The reply must contain all of the records, unchanged.

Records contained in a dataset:
*** Begin section ***

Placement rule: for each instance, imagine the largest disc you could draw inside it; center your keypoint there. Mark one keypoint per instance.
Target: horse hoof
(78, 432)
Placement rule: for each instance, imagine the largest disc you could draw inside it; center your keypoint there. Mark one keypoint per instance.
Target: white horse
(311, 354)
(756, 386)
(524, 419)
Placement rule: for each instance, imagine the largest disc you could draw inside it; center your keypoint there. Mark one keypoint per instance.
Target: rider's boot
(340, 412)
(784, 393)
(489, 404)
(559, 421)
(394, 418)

*** End section ***

● **Your response**:
Placement rule: for each instance, imagine the largest disc you could draw inside it; center your keypoint there. Mark one keypoint per instance.
Target: horse hoof
(78, 432)
Placement rule: for each instance, imagine the largest disc you could draw inside it; center your keypoint there. Mark one keypoint per instance.
Target: white horse
(311, 354)
(756, 386)
(524, 419)
Placement rule: for each instance, imagine the largest disc you could draw inside it; center your keypoint there. Mark one keypoint per instance.
Target: rider's boot
(340, 412)
(784, 393)
(489, 404)
(559, 421)
(394, 418)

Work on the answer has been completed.